Put everything from the row containing "Identify the rock;" down through the row containing "left=109, top=78, right=155, bottom=167" into a two-column CSV with the headers prompt_text and answer. Give one CSV line for each "Identify" row together with the coordinate rows beneath it, with each value in a single quoted field and line breaks replaced by spaces.

**DATA SECTION**
####################

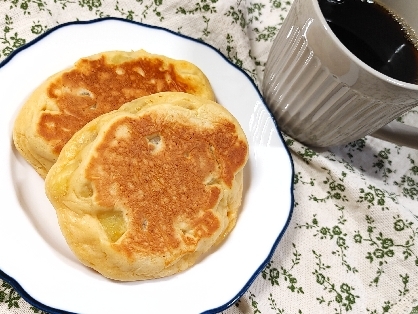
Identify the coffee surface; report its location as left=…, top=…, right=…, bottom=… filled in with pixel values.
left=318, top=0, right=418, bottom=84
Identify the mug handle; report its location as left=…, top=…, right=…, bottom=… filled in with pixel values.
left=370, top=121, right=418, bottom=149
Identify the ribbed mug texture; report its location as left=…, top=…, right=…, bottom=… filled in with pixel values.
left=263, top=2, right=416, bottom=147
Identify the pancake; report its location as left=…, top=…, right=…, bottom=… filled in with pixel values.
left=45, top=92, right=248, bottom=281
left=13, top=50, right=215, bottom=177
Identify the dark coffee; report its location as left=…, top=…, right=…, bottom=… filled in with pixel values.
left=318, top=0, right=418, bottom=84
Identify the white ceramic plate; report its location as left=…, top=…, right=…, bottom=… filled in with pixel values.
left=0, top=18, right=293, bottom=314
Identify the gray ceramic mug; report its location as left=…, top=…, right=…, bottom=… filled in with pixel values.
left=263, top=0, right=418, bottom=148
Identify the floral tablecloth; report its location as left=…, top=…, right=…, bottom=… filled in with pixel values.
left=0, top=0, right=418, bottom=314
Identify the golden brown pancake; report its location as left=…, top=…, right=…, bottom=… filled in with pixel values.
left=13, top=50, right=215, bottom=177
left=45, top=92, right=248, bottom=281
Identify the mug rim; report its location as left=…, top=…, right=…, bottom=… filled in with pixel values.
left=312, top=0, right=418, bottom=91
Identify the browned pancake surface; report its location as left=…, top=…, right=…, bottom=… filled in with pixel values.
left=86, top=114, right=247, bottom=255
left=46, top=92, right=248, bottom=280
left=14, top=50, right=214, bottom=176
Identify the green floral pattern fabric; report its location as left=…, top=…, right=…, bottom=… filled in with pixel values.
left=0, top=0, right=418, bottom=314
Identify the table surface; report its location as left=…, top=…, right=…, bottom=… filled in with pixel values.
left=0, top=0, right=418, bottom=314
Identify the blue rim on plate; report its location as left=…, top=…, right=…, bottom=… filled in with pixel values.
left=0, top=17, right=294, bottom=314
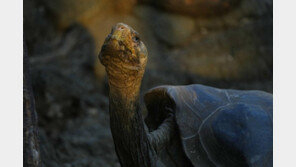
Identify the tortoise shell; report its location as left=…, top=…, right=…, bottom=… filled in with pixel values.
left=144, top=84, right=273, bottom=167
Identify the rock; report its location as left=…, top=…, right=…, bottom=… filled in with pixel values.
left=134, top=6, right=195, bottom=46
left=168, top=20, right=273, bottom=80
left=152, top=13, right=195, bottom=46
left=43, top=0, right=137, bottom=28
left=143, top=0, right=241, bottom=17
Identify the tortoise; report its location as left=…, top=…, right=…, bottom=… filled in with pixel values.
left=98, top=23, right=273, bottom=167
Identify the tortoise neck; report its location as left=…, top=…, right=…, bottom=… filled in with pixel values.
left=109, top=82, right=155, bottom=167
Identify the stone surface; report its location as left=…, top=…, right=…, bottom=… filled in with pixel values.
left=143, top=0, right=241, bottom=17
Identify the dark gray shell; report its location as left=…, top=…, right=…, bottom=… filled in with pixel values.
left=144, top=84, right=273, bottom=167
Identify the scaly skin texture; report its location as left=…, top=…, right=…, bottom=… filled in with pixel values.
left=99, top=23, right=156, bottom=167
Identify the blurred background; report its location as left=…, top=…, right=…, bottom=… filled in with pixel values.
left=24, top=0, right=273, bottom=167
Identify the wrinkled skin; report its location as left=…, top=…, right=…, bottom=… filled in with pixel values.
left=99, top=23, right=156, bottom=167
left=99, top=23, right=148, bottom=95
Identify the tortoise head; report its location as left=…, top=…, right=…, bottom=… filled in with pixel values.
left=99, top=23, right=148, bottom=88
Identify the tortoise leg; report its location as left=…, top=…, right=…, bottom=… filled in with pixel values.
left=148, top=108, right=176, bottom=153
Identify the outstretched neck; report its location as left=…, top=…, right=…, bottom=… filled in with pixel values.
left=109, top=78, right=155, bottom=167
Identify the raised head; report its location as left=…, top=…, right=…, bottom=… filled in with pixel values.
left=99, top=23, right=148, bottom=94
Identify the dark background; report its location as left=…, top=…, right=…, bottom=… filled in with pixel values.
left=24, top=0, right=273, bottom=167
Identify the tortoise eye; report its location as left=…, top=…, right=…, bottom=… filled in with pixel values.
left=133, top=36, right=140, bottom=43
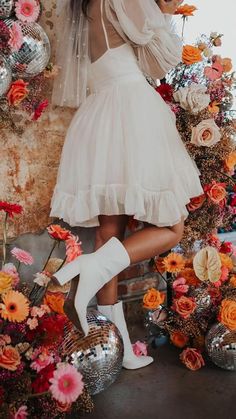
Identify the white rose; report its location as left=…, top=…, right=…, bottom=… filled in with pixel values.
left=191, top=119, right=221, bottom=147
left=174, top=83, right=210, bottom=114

####################

**RESULT BELOW**
prompt_text,answer
"Identify the rock; report its location as left=…, top=…, right=…, bottom=… filled in with pixel values.","left=134, top=6, right=195, bottom=46 left=168, top=20, right=273, bottom=80 left=152, top=13, right=195, bottom=46 left=43, top=0, right=137, bottom=28 left=143, top=0, right=241, bottom=17"
"Identify the tortoise; report its location as left=…, top=…, right=…, bottom=… filled in with pixel values.","left=98, top=23, right=273, bottom=167"
"Identify the tortoise neck; report its location as left=…, top=…, right=…, bottom=… filled in with pixel values.","left=109, top=82, right=155, bottom=167"
"Identify the stone surface; report its location as left=…, top=…, right=…, bottom=… filled in with pixel values.","left=143, top=0, right=241, bottom=17"
"Identify the dark gray shell; report its location as left=…, top=…, right=…, bottom=… filled in with pixel values.","left=144, top=84, right=273, bottom=167"
"Identify the scaly skin texture; report its location as left=…, top=…, right=…, bottom=… filled in with pixel values.","left=99, top=23, right=156, bottom=167"
"Identify the blurred background; report its location as left=…, top=…, right=…, bottom=… filled in with pixel values.","left=24, top=0, right=273, bottom=167"
"Identify the wrinkled skin; report its location as left=…, top=…, right=…, bottom=… filled in with pixel values.","left=99, top=23, right=156, bottom=167 left=99, top=23, right=148, bottom=95"
"Identify the tortoise head; report its location as left=…, top=…, right=…, bottom=… filled in with pixel values.","left=99, top=23, right=148, bottom=88"
"Identify the tortoise leg; report its location as left=…, top=…, right=…, bottom=… filled in with pixel values.","left=148, top=108, right=176, bottom=153"
"Identify the outstretched neck; report its location as left=…, top=…, right=…, bottom=… filled in with pixel values.","left=109, top=78, right=155, bottom=167"